======== Provided data ========

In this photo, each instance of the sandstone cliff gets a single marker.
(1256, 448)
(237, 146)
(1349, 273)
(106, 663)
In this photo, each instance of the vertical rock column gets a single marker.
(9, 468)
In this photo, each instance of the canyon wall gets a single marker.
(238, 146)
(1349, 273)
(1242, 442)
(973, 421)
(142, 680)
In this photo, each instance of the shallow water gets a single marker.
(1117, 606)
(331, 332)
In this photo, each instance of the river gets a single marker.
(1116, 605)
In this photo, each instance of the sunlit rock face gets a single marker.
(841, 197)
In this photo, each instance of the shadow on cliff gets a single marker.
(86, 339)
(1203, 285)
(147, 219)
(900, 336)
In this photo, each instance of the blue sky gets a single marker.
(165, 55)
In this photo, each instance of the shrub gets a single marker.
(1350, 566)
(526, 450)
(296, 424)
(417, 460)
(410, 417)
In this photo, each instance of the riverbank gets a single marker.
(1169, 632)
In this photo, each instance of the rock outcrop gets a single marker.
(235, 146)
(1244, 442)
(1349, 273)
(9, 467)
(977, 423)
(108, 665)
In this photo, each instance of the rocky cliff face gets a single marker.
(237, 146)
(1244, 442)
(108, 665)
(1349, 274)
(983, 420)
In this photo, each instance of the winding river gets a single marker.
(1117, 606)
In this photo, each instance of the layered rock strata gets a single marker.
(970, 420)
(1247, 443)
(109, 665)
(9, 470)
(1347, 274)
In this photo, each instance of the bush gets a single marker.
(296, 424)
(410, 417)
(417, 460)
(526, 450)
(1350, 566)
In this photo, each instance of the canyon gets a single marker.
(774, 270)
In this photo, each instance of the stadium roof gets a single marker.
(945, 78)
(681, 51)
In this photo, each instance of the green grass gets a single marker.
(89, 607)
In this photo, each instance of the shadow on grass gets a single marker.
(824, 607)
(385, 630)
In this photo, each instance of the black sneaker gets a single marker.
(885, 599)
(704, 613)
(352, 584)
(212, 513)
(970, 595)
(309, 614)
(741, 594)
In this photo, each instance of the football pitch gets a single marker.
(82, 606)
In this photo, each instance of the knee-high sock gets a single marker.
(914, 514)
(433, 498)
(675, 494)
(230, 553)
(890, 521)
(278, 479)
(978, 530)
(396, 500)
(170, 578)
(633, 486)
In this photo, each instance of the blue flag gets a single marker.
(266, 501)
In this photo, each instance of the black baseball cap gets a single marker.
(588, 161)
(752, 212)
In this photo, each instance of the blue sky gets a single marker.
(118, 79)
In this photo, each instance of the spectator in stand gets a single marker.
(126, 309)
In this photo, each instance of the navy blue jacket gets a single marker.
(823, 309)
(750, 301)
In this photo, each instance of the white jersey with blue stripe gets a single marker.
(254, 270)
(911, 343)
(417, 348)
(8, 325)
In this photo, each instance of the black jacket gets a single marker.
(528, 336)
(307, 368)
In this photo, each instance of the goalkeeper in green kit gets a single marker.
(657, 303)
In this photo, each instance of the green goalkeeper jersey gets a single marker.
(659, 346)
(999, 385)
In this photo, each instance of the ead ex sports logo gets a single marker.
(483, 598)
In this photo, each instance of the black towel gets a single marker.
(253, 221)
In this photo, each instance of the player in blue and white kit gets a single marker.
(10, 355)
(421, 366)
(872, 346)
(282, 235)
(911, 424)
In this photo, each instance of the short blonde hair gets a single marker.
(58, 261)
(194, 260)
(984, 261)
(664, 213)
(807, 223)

========

▶ [Aim]: Reproduce every line above without error.

▶ [The output]:
In this photo, each instance of the sandstone cliff gets a single marker.
(1256, 448)
(237, 146)
(1349, 273)
(106, 663)
In this photo, each instance of the vertical rock column gets a single marker.
(9, 468)
In this photo, each instance of the canyon wall gets a single marker.
(238, 146)
(1349, 273)
(1242, 442)
(973, 421)
(142, 680)
In this photo, each instance of the shallow water gets a single marker.
(1117, 606)
(331, 332)
In this photo, each instance of the river gets a single marker.
(1116, 605)
In this photo, each instance of the sunlit rock face gets a single marker.
(841, 197)
In this photo, each instance of the shadow on cliff gets a single marker.
(86, 339)
(1203, 285)
(147, 219)
(900, 336)
In this photo, each instance of the blue sky gets a single marker.
(165, 55)
In this photo, each instance of the shrub gets a single marker.
(1350, 566)
(526, 450)
(296, 424)
(417, 460)
(410, 417)
In this photo, each instance of the riverbank gets a single marker.
(1169, 632)
In this photo, each instance of the rock outcrop gets a single marker.
(235, 146)
(1244, 442)
(1349, 273)
(9, 467)
(977, 423)
(108, 665)
In this photo, each instance of the rocky cliff face gets a single marker.
(237, 146)
(1244, 442)
(108, 665)
(1349, 274)
(983, 420)
In this photo, each instance of the winding river gets a single marker.
(1117, 606)
In this photo, each instance of the layered rock strata gets a single marker.
(970, 420)
(1247, 443)
(109, 665)
(9, 470)
(1347, 274)
In this photo, each instance of the bush gets a single marker.
(296, 424)
(410, 417)
(417, 460)
(526, 450)
(1350, 566)
In this photo, each instance of the canyon gets a single marker.
(774, 270)
In this photo, each instance of the stadium roof gets a single marker.
(945, 78)
(681, 51)
In this photo, each instance of the green grass gets a single marker.
(89, 607)
In this photo, each instance of the shadow on grass gets a single marker.
(824, 607)
(385, 630)
In this photo, each instance of the black sneaker gets a single marker.
(885, 599)
(704, 613)
(352, 584)
(212, 513)
(970, 595)
(309, 614)
(741, 594)
In this photo, each instance of the football pitch gets a single marker.
(82, 606)
In this photo, each instance of the knee-high sock gets a single marker.
(914, 514)
(433, 498)
(675, 494)
(230, 553)
(890, 521)
(278, 479)
(978, 530)
(396, 500)
(170, 578)
(633, 486)
In this photo, each instance of the blue flag gets a single marker.
(266, 501)
In this photo, each instance of the black baseball cap gets a single marker.
(588, 161)
(752, 212)
In this photo, each instance of the blue sky gets a single marker.
(118, 79)
In this photo, each instance of the spectator in stand gets a single marker.
(126, 309)
In this photo, each instance of the navy blue jacket gets a single marker.
(823, 309)
(750, 301)
In this photo, each instance of the white jersey with blue stripe gets a single marker.
(254, 270)
(911, 343)
(417, 348)
(8, 325)
In this photo, each instance of the black jacket gets a single marker.
(528, 336)
(307, 368)
In this photo, each instance of the goalkeeper in green kit gets a single marker.
(657, 303)
In this photo, each instance of the green goalkeeper jersey gets a single marker.
(659, 346)
(999, 385)
In this photo, each instance of the ead ex sports logo gets a single marker.
(483, 598)
In this photo, each instance of the black towel gets a single marker.
(253, 221)
In this photo, each instance of the player in blue and white kit gets a single marker.
(10, 355)
(421, 366)
(872, 346)
(282, 235)
(911, 424)
In this photo, each instance of the short blonde hair gets a single marker.
(58, 261)
(194, 260)
(984, 261)
(664, 213)
(807, 223)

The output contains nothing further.